## WORK INSTRUCTION
From the entries below, output the line with "positive clicks: (257, 275) (256, 280)" and each following line up to and including the line with "box: [0, 291, 612, 398]", exactly as written.

Collected data:
· · · ·
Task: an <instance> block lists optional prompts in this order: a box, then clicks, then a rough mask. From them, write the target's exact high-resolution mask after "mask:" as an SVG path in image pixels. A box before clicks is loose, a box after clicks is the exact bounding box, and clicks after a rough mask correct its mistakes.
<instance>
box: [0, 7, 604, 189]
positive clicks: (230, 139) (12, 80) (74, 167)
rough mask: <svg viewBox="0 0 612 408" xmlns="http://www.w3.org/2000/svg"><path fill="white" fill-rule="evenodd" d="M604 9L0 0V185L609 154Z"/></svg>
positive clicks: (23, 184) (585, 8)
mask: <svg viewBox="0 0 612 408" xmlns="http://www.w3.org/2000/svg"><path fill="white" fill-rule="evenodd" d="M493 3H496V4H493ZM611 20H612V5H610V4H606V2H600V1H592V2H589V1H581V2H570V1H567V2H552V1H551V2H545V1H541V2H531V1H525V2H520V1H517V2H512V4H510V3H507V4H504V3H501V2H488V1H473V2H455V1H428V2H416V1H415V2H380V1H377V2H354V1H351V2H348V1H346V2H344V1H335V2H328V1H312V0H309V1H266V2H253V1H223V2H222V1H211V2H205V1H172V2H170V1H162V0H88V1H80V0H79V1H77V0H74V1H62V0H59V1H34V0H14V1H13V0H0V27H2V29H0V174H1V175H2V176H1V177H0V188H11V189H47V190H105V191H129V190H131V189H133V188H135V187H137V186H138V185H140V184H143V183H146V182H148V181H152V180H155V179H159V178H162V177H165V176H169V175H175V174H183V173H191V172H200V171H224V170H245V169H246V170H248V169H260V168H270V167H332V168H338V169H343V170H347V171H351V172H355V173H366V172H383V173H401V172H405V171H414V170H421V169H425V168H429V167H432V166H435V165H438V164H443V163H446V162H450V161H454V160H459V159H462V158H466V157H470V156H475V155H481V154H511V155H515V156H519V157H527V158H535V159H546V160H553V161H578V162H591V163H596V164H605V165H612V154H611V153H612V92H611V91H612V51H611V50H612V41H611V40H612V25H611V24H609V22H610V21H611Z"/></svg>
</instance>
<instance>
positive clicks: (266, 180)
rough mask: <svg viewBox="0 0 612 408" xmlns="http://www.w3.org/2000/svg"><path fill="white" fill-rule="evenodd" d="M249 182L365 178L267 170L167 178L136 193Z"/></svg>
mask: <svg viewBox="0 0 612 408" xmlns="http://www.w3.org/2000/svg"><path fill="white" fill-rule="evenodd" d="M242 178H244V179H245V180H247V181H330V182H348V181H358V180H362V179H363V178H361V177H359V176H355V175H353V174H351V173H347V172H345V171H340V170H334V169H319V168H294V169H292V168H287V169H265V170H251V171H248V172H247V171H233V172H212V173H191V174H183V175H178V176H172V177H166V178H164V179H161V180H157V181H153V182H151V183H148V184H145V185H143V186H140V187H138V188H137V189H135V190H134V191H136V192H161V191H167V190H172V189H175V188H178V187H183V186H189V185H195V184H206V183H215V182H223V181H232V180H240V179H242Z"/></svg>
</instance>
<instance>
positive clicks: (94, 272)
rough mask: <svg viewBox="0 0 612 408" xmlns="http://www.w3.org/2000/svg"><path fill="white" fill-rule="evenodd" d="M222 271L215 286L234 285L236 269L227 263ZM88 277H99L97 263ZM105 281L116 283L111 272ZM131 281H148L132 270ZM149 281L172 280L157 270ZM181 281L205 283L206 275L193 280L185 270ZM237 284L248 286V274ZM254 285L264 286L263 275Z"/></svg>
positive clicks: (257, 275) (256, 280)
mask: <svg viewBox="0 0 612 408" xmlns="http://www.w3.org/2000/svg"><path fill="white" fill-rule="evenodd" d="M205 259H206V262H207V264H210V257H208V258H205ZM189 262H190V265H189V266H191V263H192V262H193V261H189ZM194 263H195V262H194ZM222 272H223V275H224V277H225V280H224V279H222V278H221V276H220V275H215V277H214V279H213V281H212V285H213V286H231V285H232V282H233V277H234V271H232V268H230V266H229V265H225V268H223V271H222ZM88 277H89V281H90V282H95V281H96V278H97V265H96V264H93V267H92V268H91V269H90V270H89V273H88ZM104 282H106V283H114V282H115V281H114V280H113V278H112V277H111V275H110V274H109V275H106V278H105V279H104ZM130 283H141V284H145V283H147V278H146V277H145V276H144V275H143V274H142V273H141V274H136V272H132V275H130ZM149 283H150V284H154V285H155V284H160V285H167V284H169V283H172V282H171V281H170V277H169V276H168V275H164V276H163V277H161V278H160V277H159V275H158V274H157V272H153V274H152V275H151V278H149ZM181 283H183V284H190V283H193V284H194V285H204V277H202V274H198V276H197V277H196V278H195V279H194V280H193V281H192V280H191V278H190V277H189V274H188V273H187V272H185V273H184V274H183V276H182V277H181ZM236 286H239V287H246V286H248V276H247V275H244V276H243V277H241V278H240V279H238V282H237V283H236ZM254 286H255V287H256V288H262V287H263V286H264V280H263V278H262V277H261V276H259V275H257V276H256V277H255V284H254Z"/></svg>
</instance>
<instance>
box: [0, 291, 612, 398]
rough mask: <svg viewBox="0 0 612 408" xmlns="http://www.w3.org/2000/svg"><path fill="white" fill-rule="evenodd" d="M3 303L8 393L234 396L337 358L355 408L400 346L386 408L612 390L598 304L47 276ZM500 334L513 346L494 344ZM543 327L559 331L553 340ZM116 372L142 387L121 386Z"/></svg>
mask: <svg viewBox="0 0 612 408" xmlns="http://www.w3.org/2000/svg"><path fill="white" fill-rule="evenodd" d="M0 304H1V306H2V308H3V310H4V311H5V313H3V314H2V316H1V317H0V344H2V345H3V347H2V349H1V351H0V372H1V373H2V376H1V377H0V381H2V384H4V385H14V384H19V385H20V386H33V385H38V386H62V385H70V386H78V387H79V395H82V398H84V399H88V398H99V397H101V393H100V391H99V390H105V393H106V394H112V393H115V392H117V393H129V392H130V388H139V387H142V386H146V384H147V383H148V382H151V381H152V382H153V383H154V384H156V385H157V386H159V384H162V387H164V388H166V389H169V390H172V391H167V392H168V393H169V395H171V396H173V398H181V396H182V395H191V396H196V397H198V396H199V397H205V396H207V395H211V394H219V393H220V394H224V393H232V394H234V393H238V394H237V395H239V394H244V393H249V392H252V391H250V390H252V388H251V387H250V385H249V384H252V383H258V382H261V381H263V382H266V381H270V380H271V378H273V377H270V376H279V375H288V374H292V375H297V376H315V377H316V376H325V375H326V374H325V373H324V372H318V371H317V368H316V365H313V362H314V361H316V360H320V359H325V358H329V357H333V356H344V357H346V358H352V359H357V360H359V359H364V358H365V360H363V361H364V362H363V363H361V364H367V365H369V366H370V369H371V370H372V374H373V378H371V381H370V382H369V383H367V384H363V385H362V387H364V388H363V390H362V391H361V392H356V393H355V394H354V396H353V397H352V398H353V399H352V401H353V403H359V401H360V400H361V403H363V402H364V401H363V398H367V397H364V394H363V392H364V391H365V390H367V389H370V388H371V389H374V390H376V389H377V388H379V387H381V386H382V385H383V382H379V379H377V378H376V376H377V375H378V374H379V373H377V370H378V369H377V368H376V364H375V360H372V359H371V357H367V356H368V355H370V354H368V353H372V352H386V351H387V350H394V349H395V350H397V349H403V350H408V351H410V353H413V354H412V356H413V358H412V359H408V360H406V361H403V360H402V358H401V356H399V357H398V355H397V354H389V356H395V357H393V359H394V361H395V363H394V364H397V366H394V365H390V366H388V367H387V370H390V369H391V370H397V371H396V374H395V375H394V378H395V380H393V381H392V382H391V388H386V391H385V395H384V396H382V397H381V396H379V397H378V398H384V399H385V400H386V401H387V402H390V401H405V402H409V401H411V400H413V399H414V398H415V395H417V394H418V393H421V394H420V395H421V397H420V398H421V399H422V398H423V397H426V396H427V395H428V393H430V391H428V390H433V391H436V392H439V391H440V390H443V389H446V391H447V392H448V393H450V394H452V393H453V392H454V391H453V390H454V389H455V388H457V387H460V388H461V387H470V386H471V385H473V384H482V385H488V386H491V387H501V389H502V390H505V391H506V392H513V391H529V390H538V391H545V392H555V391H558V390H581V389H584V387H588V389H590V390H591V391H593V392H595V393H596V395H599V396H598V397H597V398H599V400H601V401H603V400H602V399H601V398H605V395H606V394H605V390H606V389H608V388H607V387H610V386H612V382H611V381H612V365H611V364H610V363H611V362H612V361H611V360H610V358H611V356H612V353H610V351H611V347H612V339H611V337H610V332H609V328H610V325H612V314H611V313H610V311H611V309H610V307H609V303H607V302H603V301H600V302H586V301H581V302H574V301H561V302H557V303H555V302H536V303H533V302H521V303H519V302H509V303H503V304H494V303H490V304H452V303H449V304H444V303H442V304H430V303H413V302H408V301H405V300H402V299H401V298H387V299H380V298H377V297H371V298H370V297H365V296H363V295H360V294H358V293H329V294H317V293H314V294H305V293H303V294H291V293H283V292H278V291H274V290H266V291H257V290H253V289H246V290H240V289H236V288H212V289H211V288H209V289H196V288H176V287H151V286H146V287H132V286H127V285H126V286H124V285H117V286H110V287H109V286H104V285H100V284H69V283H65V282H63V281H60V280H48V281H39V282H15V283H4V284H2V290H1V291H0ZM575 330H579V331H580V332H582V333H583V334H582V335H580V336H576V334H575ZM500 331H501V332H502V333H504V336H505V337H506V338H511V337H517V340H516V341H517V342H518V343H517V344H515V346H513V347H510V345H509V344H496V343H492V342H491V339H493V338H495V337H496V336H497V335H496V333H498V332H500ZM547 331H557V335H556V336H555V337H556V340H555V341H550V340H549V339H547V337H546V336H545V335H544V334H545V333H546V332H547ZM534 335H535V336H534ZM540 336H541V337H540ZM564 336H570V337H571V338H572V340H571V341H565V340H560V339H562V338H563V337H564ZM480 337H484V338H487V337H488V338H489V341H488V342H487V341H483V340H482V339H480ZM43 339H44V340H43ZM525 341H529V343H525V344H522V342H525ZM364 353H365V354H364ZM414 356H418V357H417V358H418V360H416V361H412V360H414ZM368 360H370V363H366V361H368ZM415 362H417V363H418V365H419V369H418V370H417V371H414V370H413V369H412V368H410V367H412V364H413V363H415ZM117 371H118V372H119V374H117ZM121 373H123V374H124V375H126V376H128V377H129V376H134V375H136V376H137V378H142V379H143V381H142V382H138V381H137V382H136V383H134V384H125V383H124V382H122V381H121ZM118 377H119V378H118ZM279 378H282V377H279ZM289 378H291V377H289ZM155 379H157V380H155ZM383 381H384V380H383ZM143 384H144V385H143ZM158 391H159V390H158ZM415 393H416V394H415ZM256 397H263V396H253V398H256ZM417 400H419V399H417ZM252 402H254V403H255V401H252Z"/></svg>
· · · ·
## EXERCISE ANSWER
positive clicks: (257, 275) (256, 280)
mask: <svg viewBox="0 0 612 408" xmlns="http://www.w3.org/2000/svg"><path fill="white" fill-rule="evenodd" d="M205 259H206V262H207V264H210V257H208V258H205ZM189 262H190V265H189V266H191V263H192V262H193V261H189ZM194 263H195V262H194ZM222 272H223V275H224V277H225V280H224V279H222V278H221V276H220V275H215V277H214V279H213V281H212V285H213V286H231V285H232V282H233V277H234V271H232V268H230V266H229V265H225V268H223V271H222ZM88 277H89V281H90V282H95V281H96V278H97V265H96V264H93V267H92V268H91V269H90V270H89V273H88ZM104 282H106V283H114V282H115V281H114V280H113V278H112V277H111V275H110V274H109V275H106V278H105V279H104ZM130 283H141V284H145V283H147V278H146V277H145V276H144V275H143V274H142V273H141V274H136V272H132V275H130ZM149 283H150V284H154V285H155V284H160V285H167V284H169V283H172V282H171V281H170V277H169V276H168V275H164V276H163V277H161V278H160V277H159V275H158V274H157V272H153V274H152V275H151V278H149ZM181 283H183V284H190V283H193V284H194V285H204V277H202V274H198V276H197V277H196V278H195V279H194V280H193V281H192V280H191V278H190V277H189V274H188V273H187V272H185V273H184V274H183V276H182V277H181ZM236 286H239V287H246V286H248V276H247V275H244V276H243V277H241V278H240V279H238V282H237V283H236ZM254 286H255V287H256V288H262V287H263V286H264V280H263V278H262V277H261V276H259V275H257V276H256V277H255V284H254Z"/></svg>
</instance>
<instance>
box: [0, 291, 612, 398]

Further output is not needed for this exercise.